The data below:

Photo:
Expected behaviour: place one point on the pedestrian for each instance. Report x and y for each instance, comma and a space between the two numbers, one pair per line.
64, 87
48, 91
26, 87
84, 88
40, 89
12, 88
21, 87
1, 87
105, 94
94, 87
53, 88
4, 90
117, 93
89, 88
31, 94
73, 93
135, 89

End of The data.

> [Exercise instructions] Return the entries above word for word.

> [Answer for this exercise]
Photo:
Expected behaviour: place one point on the pedestrian for each instance. Report x and y for each instance, comma and a space between the two numbers, one pair per line.
64, 87
48, 91
26, 87
84, 88
40, 89
12, 88
21, 87
1, 87
105, 94
94, 87
53, 88
4, 90
117, 93
89, 88
31, 94
73, 93
135, 89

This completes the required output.